WHAT THIS TASK INVOLVES: Repeat each entry as written, dropping any picture you find.
━━ RECORDS SHOWN
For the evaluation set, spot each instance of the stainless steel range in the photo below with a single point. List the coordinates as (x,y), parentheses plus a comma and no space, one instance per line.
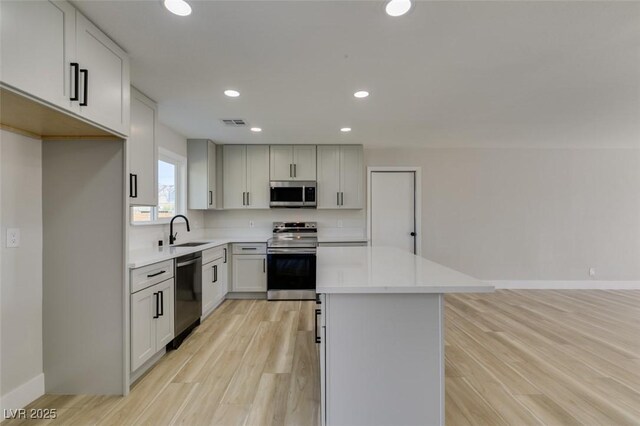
(291,259)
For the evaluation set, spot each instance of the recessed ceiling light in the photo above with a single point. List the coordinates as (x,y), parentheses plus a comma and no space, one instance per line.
(178,7)
(398,7)
(232,93)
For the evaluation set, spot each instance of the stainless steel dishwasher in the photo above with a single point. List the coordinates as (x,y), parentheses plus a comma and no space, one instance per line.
(188,296)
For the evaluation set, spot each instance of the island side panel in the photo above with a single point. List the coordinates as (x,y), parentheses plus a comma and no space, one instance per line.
(384,359)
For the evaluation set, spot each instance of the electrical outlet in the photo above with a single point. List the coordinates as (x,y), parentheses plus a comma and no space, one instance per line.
(13,237)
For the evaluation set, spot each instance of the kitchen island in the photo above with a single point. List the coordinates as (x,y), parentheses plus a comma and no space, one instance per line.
(380,326)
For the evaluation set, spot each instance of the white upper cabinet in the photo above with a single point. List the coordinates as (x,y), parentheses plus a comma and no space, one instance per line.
(202,165)
(37,45)
(51,52)
(142,151)
(340,177)
(293,162)
(104,77)
(246,176)
(257,177)
(235,176)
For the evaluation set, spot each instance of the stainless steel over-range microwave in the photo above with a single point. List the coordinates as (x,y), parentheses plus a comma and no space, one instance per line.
(293,194)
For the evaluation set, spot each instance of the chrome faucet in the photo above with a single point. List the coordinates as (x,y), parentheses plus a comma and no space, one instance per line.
(172,236)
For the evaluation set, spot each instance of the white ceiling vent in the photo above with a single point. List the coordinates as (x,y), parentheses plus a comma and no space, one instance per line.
(234,122)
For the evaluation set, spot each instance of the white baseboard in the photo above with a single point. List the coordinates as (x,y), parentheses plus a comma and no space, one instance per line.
(565,285)
(24,394)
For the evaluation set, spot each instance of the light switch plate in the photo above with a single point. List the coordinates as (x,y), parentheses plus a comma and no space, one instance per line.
(13,237)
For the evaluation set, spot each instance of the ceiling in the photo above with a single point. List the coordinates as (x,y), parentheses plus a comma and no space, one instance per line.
(449,73)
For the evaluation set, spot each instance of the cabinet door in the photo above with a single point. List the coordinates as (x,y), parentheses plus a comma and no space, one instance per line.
(143,327)
(281,162)
(208,287)
(164,322)
(142,151)
(37,43)
(258,176)
(351,177)
(104,87)
(222,285)
(250,273)
(211,172)
(328,176)
(235,176)
(304,160)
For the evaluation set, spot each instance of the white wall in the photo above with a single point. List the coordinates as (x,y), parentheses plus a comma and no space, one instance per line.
(330,222)
(21,207)
(148,235)
(528,214)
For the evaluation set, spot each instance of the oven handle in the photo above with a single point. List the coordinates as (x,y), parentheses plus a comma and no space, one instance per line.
(290,251)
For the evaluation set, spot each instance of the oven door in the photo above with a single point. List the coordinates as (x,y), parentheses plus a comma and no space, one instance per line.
(291,273)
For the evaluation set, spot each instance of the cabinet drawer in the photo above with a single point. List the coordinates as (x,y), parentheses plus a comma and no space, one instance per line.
(146,276)
(249,248)
(215,253)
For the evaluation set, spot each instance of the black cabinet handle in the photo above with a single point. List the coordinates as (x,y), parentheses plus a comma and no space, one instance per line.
(157,297)
(318,312)
(85,87)
(75,68)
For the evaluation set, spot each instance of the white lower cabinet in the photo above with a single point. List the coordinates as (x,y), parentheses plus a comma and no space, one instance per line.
(152,311)
(214,284)
(249,272)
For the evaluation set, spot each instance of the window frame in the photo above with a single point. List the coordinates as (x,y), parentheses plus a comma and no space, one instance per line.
(180,163)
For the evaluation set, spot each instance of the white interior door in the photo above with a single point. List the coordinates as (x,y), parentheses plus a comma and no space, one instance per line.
(393,210)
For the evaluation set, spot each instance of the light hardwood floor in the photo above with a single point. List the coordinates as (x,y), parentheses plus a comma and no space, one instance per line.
(512,358)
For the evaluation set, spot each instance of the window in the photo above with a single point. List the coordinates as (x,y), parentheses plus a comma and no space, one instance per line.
(171,191)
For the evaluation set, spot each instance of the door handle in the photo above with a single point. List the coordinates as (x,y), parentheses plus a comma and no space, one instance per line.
(133,185)
(318,312)
(75,68)
(157,297)
(85,87)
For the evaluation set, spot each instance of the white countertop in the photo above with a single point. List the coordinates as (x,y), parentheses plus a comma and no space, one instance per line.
(388,270)
(148,256)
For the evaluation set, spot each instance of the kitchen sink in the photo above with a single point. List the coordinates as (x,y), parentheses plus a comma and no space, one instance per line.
(192,244)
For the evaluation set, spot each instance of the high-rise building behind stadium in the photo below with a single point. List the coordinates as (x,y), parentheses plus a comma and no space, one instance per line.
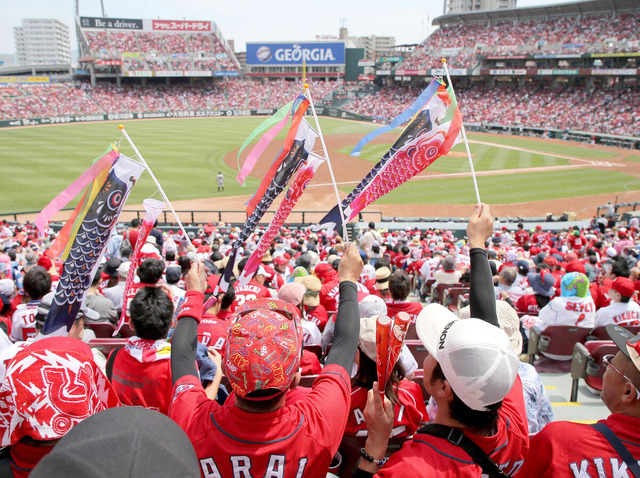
(42,41)
(459,6)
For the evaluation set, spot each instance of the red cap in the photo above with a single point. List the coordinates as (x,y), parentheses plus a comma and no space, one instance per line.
(623,286)
(263,348)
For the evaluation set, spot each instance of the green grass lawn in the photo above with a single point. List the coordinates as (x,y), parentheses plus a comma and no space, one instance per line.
(186,155)
(511,188)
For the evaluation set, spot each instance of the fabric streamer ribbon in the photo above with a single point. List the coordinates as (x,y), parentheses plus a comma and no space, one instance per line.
━━━━
WORKED SOLUTION:
For the evaluation set, spot each instance of the stainless steel range in the photo below with a single point. List the coordinates as (x,y), parentheses plus a comma and no space, one instance per line.
(291,259)
For the evaluation set, spot each instance of the recessed ceiling light in the photo above with a single point. List the coordinates as (x,y), parentheses plus a comma and no space, one instance per line.
(178,7)
(398,7)
(232,93)
For the evaluation set, spot each instance of the stainless steel dishwasher in the photo above with a single point. List the coordinates as (x,y), parentheses plus a comma and no space, one instance per line.
(188,296)
For the evaluation set, spot each instance of the island side panel in the photo above with a single point. List the coordinates as (x,y), parentheses plus a comma and no space, one instance per line.
(384,359)
For the evaluation set, spot each instance of the electrical outlet in the photo above with a single point. List the coordinates as (x,y), parentheses plus a comma and no space, one instance per line.
(13,237)
For the evaluation set, spot each instance of the kitchen island in the photo above with a single point. List the coordinates as (x,y), parentheses plus a comma and no space, one instance per line.
(380,326)
For the evaluation set, spot each instance of the white upper cabinet in the photo above with a single point. List the coordinates as (x,y), parentheses plus a comma and no space, one instance per line.
(202,165)
(37,45)
(51,52)
(142,151)
(340,177)
(293,162)
(104,77)
(246,176)
(257,177)
(235,176)
For the evaluation set, spot each instance of the stainless steel over-range microwave in the photo above with a single point. List the coordinates as (x,y), parentheses plus a comma and no space, one instance per line.
(293,194)
For the evaluation set, spot each instance of the chrome faucet in the photo above with a single point. List the coordinates as (x,y), parentheses plus a comma and no space, one instance per line.
(172,236)
For the evaluation set, spot each instance of the white ceiling vent in the photo above with a single point. List the coordinates as (x,y), parentheses plus a comma and no space, one instance per line.
(234,122)
For the evaluation set, spot each instance of the white baseboard in the photo above with a single point. List the coordinates as (x,y), parentheses plus a comma and no space, one instance per line.
(565,285)
(24,394)
For the evaluation set, spot each instance of the light switch plate in the photo above with a single point. List the coordinates as (x,y), parentheses plus a comma and no space, one instance per line.
(13,237)
For the evaluation set, spot each instance of the ceiling in the photo above with a single point. List the coordinates as (x,y), parentheses plus a comma and no space, one instance per line.
(449,73)
For the evaluation set, spot each instance of the cabinet door in the photo above with a single point. List the coordinates as (x,y), parentheses plus a comma and no space, one instance per line.
(143,327)
(281,162)
(208,287)
(164,322)
(142,151)
(37,43)
(258,176)
(351,177)
(104,87)
(222,285)
(250,273)
(211,172)
(328,176)
(235,176)
(304,160)
For the evaluation set, spot each instance of the white wall in the photo above with a single point. List the coordinates as (x,y), parentheses plus a comma and no space, one instance per line.
(330,222)
(21,207)
(148,235)
(528,214)
For the evaluation set, spot each instance of the oven handle in the photo above with a single point. List the coordinates as (x,y), parentheses plus a comma and no space, one instance per line.
(290,251)
For the evaluation set, spot each instance of the oven door in the photo above with a single point. List the coordinates as (x,y), parentheses plus a comma and no space, one instance per line.
(291,273)
For the evaluation set, spot each instance of the cabinet drawer in the photo above with a single point. List the coordinates as (x,y), parentheses plus a comma and no space, one instance per line.
(146,276)
(249,248)
(215,253)
For the evaluation set, spot each instance of the black cabinet handle in the photo above with a single point. List the coordinates as (x,y), parentheses plus a comma and no space, one instance per line.
(157,297)
(318,312)
(85,87)
(75,68)
For the evaluation set, spot each instance of the white lower cabinet in the photo above with a single point. List the coordinates as (x,y), parentheses plus a comma and no space, one instance per line.
(152,311)
(214,284)
(249,272)
For the evaluation set, spot each instance of the window frame in the photo above with a single point. List the coordinates as (x,y), parentheses plus a comma and no space, one instance per line.
(180,163)
For the evaluation set, spot each instance of the white interior door in the photo above with a single point. List the coordinates as (x,y), parentheses plus a comma and no space, one instance per line.
(393,210)
For the evaluation set, spot each instance of the light hardwood floor in the photo above with a single point. List the coordinates as (x,y), parentheses plus a comma and no space, one instance per line.
(512,358)
For the evaluation set, spot each instance of the window in the photo above with a single point. List the coordinates as (x,y), parentheses plus a comma and no space, one instance per line.
(171,191)
For the evaluation set, spot each instance of the door handle in the photo above with a single point. List the coordinates as (x,y), parentheses plus a comma and no space, one instance per line.
(133,185)
(318,312)
(75,68)
(157,297)
(85,87)
For the evaluation set, spot each instance of the white countertop in the photo above with a single point. List the coordinates as (x,y), parentheses plus a comma and no space, one instance per line.
(388,270)
(148,256)
For the evaluation set, spot each instance of the kitchen sink in the photo above with a single point. List the coordinates as (x,y), parentheses plus a comma and no space, one instance per line.
(192,244)
For the evaluation set, spot each instance of the high-rise building behind stadium in the photo below with a single point. List the coordinates as (x,y), parentheses plus a comma and no space, one instance per line.
(42,41)
(459,6)
For the evaluation set, spot each instance of the red cap in the photo above with a single point. List the coordinates as (x,y), parentheses plus a comma and no space, one instance per line.
(623,286)
(263,348)
For the evaluation set, spot each instance of the green grass lawn in the photo above with a single point. List the coordinates as (x,y), parentheses plus a comma and no space, one instance per line.
(186,155)
(511,188)
For the evaluation set, spot each instance of the fabric streamer ribbon in the photo above with a single point. List the coordinates as (x,y), parentheses plus a comma and no space, one instance per line.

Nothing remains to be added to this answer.